DATA SECTION.
╭──

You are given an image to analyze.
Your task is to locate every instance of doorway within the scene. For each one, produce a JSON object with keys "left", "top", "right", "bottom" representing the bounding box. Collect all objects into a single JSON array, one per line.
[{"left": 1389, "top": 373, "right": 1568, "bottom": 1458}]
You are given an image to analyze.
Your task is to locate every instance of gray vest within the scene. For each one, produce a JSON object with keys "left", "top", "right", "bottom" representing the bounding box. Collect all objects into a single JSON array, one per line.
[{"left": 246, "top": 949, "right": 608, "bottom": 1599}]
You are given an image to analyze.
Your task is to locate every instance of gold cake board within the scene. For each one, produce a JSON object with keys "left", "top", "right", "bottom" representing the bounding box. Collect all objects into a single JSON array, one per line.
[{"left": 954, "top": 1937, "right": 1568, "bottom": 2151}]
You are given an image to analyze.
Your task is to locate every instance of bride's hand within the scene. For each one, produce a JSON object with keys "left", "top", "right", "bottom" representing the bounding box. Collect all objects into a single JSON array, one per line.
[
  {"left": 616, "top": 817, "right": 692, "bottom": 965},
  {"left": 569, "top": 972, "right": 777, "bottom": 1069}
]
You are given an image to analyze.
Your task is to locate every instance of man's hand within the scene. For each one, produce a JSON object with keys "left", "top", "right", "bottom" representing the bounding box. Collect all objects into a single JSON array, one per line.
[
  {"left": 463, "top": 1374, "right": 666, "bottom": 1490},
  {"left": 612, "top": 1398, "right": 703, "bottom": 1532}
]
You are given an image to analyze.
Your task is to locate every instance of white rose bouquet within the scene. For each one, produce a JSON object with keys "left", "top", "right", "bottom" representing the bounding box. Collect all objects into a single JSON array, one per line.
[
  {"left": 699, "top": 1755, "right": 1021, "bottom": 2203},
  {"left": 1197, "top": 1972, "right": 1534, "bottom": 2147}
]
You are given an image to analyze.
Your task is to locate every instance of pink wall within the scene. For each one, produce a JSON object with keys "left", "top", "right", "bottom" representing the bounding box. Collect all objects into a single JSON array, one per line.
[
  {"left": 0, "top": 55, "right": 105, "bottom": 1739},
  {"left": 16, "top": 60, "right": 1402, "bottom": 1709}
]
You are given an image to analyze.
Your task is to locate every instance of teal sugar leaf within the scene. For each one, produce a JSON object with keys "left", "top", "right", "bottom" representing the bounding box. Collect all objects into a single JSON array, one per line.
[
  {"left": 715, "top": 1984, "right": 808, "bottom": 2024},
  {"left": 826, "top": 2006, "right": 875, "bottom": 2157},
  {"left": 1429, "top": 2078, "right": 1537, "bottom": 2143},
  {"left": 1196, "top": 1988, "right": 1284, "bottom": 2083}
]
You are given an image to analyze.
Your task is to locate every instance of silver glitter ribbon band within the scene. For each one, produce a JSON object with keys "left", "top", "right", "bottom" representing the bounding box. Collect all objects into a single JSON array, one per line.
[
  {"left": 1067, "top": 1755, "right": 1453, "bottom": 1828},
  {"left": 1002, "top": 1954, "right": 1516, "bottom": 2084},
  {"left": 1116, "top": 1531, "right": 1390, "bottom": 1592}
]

╰──

PROMPT. All entries are to be repeated exactly and completely.

TASK RESPONSE.
You are given an image to analyze.
Your task is to locate every instance of doorway within the scene. For each one, produce a JSON object with keys "left", "top", "right", "bottom" representing the bounding box. Collect all objects into a single JSON array, one per line.
[{"left": 1389, "top": 373, "right": 1568, "bottom": 1458}]
You are given an image to analyze.
Your task is to locate every instance of gray vest within the scene. For each one, produce a JSON object with keys "left", "top", "right", "bottom" representing the bounding box. Collect all objects into a single JSON array, one per line.
[{"left": 246, "top": 949, "right": 608, "bottom": 1599}]
You are given an image to analyze.
Your task is to locate every instance of gold cake board within the scene. For each one, produce a JSON object with keys "left", "top", "right", "bottom" representing the bounding box. Collect all objects into a single JSON array, one per line.
[{"left": 954, "top": 1937, "right": 1568, "bottom": 2151}]
You are given an image to analyze.
Your task is to locate every instance of bride's hand within the scene. For each one, produce a JSON object with keys "left", "top", "right", "bottom" representing the bounding box. Collect all objects into a single JSON array, one per line.
[
  {"left": 616, "top": 817, "right": 692, "bottom": 965},
  {"left": 569, "top": 972, "right": 777, "bottom": 1069}
]
You are given an image to analyze.
Your task is to locate every instance of man's hand within the scene. For each one, produce a JSON object with keys "left", "top", "right", "bottom" representing the bounding box. Collect all objects into a single JSON array, one per line.
[
  {"left": 463, "top": 1374, "right": 666, "bottom": 1490},
  {"left": 612, "top": 1398, "right": 703, "bottom": 1532}
]
You are given an image to analyze.
Your task is to locate every instance of white rose bouquet within the scene. For each one, produce a JSON object with keys "left", "top", "right", "bottom" representing the bounding box. Collect all objects into a single JSON array, one per line.
[
  {"left": 699, "top": 1755, "right": 1021, "bottom": 2203},
  {"left": 1197, "top": 1972, "right": 1534, "bottom": 2147}
]
You are given an image to analyze.
Your task is to locate every instance of pink wall within the scene. For each one, produce a JSON object with keys "left", "top", "right", "bottom" representing the bounding box. Collect all objects into a single JSON array, one per line.
[
  {"left": 0, "top": 55, "right": 105, "bottom": 1739},
  {"left": 16, "top": 60, "right": 1402, "bottom": 1709}
]
You are given an image to analyze.
Your task is to locate every instance of teal sugar leaf within the scene. For each one, produce a JSON object with keys "left", "top", "right", "bottom" representing the bounding box. Collect all objects into a single JSON array, one per line.
[
  {"left": 715, "top": 1984, "right": 808, "bottom": 2024},
  {"left": 826, "top": 2006, "right": 875, "bottom": 2157},
  {"left": 1429, "top": 2078, "right": 1537, "bottom": 2143},
  {"left": 1196, "top": 1988, "right": 1284, "bottom": 2083}
]
You are given an image to analyze.
Your task is to locate every instance of silver glitter ribbon band within the scene. For each one, produce a JSON object with keys "left", "top", "right", "bottom" representing the bounding box. Collect all objects into a single JSON array, one per line.
[
  {"left": 1067, "top": 1755, "right": 1453, "bottom": 1828},
  {"left": 1002, "top": 1954, "right": 1516, "bottom": 2084},
  {"left": 1116, "top": 1531, "right": 1390, "bottom": 1592}
]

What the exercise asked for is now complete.